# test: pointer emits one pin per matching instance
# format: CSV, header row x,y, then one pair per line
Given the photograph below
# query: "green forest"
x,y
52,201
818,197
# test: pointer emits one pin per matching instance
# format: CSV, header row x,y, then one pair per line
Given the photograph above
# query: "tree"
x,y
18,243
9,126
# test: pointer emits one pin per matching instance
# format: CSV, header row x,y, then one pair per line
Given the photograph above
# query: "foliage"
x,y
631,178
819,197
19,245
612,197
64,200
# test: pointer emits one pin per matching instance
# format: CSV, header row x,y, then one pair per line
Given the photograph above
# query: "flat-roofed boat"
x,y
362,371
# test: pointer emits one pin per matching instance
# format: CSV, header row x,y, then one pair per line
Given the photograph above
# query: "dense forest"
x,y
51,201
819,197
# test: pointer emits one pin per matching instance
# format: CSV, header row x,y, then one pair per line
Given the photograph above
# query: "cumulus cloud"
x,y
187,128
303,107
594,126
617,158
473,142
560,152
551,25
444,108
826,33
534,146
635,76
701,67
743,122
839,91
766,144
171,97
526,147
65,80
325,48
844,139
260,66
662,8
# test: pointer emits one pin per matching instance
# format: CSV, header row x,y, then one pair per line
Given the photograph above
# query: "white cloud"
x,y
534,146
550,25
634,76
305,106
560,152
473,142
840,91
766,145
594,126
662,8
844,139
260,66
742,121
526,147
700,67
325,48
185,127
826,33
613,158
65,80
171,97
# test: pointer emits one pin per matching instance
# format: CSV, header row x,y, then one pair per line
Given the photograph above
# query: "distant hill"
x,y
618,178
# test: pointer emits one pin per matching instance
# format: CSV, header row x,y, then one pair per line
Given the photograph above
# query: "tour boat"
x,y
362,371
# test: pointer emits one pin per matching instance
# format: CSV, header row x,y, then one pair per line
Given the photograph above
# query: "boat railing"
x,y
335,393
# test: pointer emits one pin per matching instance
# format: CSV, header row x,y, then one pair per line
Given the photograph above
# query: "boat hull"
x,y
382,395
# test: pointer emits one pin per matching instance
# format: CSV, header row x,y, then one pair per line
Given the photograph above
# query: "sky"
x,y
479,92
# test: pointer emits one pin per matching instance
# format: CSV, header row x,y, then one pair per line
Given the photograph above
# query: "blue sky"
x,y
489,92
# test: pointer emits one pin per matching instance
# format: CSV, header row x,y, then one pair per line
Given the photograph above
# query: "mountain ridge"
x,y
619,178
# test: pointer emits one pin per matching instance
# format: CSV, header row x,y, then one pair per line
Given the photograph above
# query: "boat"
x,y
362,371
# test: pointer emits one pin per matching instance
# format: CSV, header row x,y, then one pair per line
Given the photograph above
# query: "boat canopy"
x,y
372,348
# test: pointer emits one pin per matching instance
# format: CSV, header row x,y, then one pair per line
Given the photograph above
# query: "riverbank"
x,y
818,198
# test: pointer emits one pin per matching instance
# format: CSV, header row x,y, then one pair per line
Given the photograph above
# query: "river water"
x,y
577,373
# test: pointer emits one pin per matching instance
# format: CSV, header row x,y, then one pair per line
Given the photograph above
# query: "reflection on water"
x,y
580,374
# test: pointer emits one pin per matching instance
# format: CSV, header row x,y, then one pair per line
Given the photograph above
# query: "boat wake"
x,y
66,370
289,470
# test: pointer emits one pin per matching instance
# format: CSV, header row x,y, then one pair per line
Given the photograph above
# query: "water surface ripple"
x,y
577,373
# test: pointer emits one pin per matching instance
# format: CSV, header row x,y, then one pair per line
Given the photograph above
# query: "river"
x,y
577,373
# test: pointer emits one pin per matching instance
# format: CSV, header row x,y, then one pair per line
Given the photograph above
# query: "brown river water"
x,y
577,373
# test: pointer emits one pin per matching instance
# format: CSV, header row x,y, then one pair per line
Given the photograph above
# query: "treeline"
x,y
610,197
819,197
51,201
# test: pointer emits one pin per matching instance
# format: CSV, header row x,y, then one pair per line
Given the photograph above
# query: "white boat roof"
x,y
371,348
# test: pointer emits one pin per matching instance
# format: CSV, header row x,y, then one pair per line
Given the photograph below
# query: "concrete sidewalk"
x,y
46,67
* * *
**Given task**
Go through the records above and set each one down exactly, please.

**Answer**
# test: pointer emits one pin per matching instance
# format: CSV, header row x,y, then one pair per line
Given the photograph below
# query: "green forest"
x,y
52,201
818,197
# test: pointer emits one pin per matching instance
# format: CSV, header row x,y, then one pair per line
Given the photograph above
# query: "tree"
x,y
18,243
9,126
# test: pointer emits one pin per matching instance
# format: CSV, header row x,y, then one pair per line
Given the photograph above
# query: "foliage"
x,y
631,178
819,197
19,245
612,197
64,200
# test: pointer emits one pin per matching instance
# format: CSV, header row x,y, then one pair per line
Given the photograph above
# query: "flat-roofed boat"
x,y
362,371
# test: pointer emits one pin per matching instance
# format: CSV, header row x,y, then one pair per line
Given the photograph above
# query: "dense forest"
x,y
51,201
819,197
# test: pointer emits one pin per matching instance
# format: CSV, header row x,y, then one pair per line
Given the photograph above
# query: "cumulus cloud"
x,y
187,128
303,107
594,126
617,158
473,142
560,152
551,25
444,108
826,33
534,146
635,76
701,67
743,122
839,91
766,144
171,97
526,147
65,80
325,48
844,139
260,66
662,8
# test: pointer emits one pin per matching instance
# format: CSV, header row x,y, then one pair per line
Given the photograph above
# query: "white cloud"
x,y
534,146
550,25
634,76
305,106
560,152
473,142
840,91
766,145
594,126
662,8
844,139
260,66
742,121
526,147
700,67
325,48
185,127
826,33
613,158
65,80
171,97
# test: pointer emits one pin per matching instance
# format: CSV, header row x,y, then one pair per line
Given the photograph above
# query: "distant hill"
x,y
618,178
# test: pointer emits one pin per matching instance
# format: CSV, header row x,y, then one pair per line
Given the photograph above
# query: "tour boat"
x,y
362,371
# test: pointer emits one pin per matching instance
# format: CSV, header row x,y, then one pair per line
Given the photograph above
# query: "boat railing"
x,y
335,393
# test: pointer emits one pin per matching instance
# format: CSV, header row x,y, then one pair per line
Given the photograph above
# query: "boat hull"
x,y
382,395
# test: pointer emits one pin per matching instance
# format: CSV, header row x,y, then one pair per line
Given the photograph above
# query: "sky"
x,y
479,92
# test: pointer emits one pin per matching instance
# format: CSV, header row x,y, then one pair per line
Given the photograph above
# query: "blue sky"
x,y
489,92
# test: pointer emits one pin per matching instance
# format: CSV, header row x,y, then one pair per line
Given the photograph above
# query: "mountain ridge"
x,y
619,178
# test: pointer emits one pin per matching instance
# format: CSV, header row x,y, then one pair per line
Given the photograph above
# query: "boat"
x,y
362,371
# test: pointer emits one pin per matching instance
# format: CSV, header row x,y, then one pair per line
Given the photograph above
# query: "boat canopy"
x,y
372,348
# test: pointer emits one pin per matching instance
# format: CSV, header row x,y, then one pair per line
Given the photograph above
# query: "riverbank"
x,y
818,198
# test: pointer emits one pin per matching instance
# format: CSV, header row x,y, then one pair per line
Given the photograph above
# query: "river water"
x,y
577,373
# test: pointer emits one pin per matching instance
# format: CSV, header row x,y, then one pair per line
Given the photograph above
# query: "reflection on water"
x,y
580,374
# test: pointer emits one pin per matching instance
# format: CSV, header row x,y, then one pair per line
Given the photograph above
# query: "boat wake"
x,y
66,370
289,470
# test: pointer emits one pin per matching instance
# format: CSV, header row x,y, then one pair per line
Given the photograph above
# query: "water surface ripple"
x,y
577,373
# test: pointer emits one pin per matching instance
# format: CSV, header row x,y, then one pair per line
Given the photograph above
# query: "river"
x,y
577,373
# test: pointer emits one pin per matching instance
# format: CSV, header row x,y, then one pair per line
Given the photograph above
# query: "brown river water"
x,y
577,373
# test: pointer emits one pin per matching instance
# format: CSV, header row x,y, then one pair per line
Given the photograph above
# query: "treeline"
x,y
610,197
819,197
51,201
# test: pointer emits one pin per matching instance
# format: CSV, header row x,y, then one pair per line
Given the photograph above
# query: "white boat roof"
x,y
371,348
# test: pointer emits one pin per matching instance
# format: CSV, header row x,y, then one pair per line
Given the photograph below
# query: "concrete sidewalk"
x,y
46,67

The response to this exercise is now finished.